[Dataset rows on where objects appear]

--- BEGIN ---

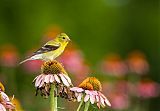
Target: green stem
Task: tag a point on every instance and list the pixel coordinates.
(80, 104)
(87, 105)
(53, 98)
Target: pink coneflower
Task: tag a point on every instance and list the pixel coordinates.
(114, 65)
(90, 91)
(119, 101)
(137, 63)
(53, 73)
(147, 89)
(118, 94)
(51, 33)
(32, 66)
(5, 102)
(9, 54)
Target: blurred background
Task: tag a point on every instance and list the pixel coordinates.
(116, 41)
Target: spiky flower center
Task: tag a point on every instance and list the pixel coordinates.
(91, 83)
(52, 67)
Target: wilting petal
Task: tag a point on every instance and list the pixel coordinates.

--- END ---

• _TASK TO CARRY OUT_
Please transcribe all of the data above word for word, leaving out the pictures.

• _RIGHT ANSWER_
Target: green stem
Task: tag a point on every instance and list the pixel coordinates.
(80, 104)
(87, 105)
(53, 98)
Target: pink coneflower
Task: tag a point on every instance and list the pixel coordinates.
(114, 65)
(90, 91)
(119, 101)
(137, 63)
(53, 73)
(147, 89)
(118, 94)
(51, 33)
(32, 66)
(5, 102)
(9, 54)
Target: blurred background
Task: tag a point on every instance and list the pixel coordinates.
(116, 41)
Target: spiky flower center
Task: tag a point on every instance and list the pixel coordinates.
(91, 83)
(52, 67)
Target: wilting petal
Task: tag a point on every instance and list the pixel coordinates.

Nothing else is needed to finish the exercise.